** START **

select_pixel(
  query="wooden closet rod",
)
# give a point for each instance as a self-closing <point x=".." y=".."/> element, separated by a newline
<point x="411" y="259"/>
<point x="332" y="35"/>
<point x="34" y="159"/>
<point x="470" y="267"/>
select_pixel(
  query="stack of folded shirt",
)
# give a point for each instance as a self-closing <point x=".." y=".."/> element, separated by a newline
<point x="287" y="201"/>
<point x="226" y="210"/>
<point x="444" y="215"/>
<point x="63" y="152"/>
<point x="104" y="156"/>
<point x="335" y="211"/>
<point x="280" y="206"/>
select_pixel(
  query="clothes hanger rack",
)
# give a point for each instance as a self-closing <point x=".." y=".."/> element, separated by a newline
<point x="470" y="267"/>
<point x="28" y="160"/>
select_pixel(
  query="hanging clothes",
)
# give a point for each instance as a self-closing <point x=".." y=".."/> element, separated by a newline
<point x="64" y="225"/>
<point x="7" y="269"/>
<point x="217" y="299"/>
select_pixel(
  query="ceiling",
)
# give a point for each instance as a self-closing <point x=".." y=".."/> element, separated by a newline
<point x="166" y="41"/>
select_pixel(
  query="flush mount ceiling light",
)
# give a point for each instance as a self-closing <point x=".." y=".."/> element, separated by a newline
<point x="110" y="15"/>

** END **

- **YOUR OBJECTIVE**: Set every line of the listing down word for word.

- **CORRECT RESULT**:
select_pixel(
  query="wooden closet rod",
)
# give a point for each instance as a self-closing <point x=".." y=".."/> element, separated by a newline
<point x="411" y="259"/>
<point x="332" y="35"/>
<point x="34" y="159"/>
<point x="470" y="267"/>
select_pixel(
  query="stack of folded shirt",
)
# give a point for each instance as a self-closing <point x=".." y=".."/> element, separated by a newline
<point x="287" y="201"/>
<point x="226" y="210"/>
<point x="444" y="215"/>
<point x="63" y="152"/>
<point x="104" y="156"/>
<point x="335" y="211"/>
<point x="280" y="206"/>
select_pixel(
  query="clothes hanger rack",
)
# give a point for each instance as a self-closing <point x=".." y=".."/> element, separated by a newline
<point x="470" y="267"/>
<point x="28" y="160"/>
select_pixel(
  query="hanging clothes",
)
# give a point for each instance as a self-closing <point x=".." y=".."/> element, separated by a newline
<point x="64" y="225"/>
<point x="7" y="269"/>
<point x="217" y="299"/>
select_pixel(
  query="ceiling",
)
# give a point for each instance as a self-closing <point x=".." y=".."/> element, separated by a newline
<point x="166" y="41"/>
select_pixel(
  query="flush mount ceiling light",
)
# give a point for each instance as a self-closing <point x=".." y=".."/> element, separated by a newline
<point x="110" y="15"/>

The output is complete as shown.